[DATA FOR REVIEW Boundary: Start]

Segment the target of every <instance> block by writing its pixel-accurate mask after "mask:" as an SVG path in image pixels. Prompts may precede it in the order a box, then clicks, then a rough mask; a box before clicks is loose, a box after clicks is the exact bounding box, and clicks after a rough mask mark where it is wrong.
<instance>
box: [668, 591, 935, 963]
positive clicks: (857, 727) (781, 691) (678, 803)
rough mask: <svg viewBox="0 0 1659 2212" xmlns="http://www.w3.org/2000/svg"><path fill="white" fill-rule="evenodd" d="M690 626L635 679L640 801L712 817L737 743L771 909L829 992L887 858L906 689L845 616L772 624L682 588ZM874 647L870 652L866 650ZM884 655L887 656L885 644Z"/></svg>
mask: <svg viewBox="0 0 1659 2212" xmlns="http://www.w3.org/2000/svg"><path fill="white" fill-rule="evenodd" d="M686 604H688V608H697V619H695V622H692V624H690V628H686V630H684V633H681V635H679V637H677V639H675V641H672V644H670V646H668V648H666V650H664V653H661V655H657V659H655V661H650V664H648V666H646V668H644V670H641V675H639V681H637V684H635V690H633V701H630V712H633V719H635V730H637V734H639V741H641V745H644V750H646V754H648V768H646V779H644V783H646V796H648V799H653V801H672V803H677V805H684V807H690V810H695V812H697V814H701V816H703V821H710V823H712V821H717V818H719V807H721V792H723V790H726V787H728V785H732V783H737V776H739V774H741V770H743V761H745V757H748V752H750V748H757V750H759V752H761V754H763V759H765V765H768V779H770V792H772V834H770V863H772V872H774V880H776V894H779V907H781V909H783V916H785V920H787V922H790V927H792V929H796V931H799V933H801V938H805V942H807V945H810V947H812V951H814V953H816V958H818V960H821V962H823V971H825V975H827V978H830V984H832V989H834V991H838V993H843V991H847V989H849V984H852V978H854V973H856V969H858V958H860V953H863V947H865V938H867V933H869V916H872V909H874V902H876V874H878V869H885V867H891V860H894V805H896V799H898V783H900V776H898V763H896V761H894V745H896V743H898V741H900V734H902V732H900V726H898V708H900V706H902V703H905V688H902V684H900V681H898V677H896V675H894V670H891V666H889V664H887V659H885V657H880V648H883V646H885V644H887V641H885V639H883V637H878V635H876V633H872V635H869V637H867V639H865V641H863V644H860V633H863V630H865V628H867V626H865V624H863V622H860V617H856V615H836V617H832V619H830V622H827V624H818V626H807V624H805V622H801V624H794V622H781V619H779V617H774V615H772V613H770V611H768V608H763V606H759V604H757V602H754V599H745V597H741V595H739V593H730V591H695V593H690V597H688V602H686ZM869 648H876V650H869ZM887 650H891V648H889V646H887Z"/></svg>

[DATA FOR REVIEW Boundary: End]

**PROMPT**
Repeat the data word for word, starting at its first line and stopping after the line that contains "positive clicks: (857, 727)".

**REPLY**
Segment the target of every <instance> block by writing its pixel-accurate mask after "mask:" as an SVG path in image pixels. Prompts may precede it in the order a box, then clicks, then a rough mask; a box before clicks is loose, a box after clicks is the exact bounding box, and clicks after a rough mask mark where it is wrong.
<instance>
box: [668, 591, 935, 963]
positive clicks: (857, 727) (781, 691) (678, 803)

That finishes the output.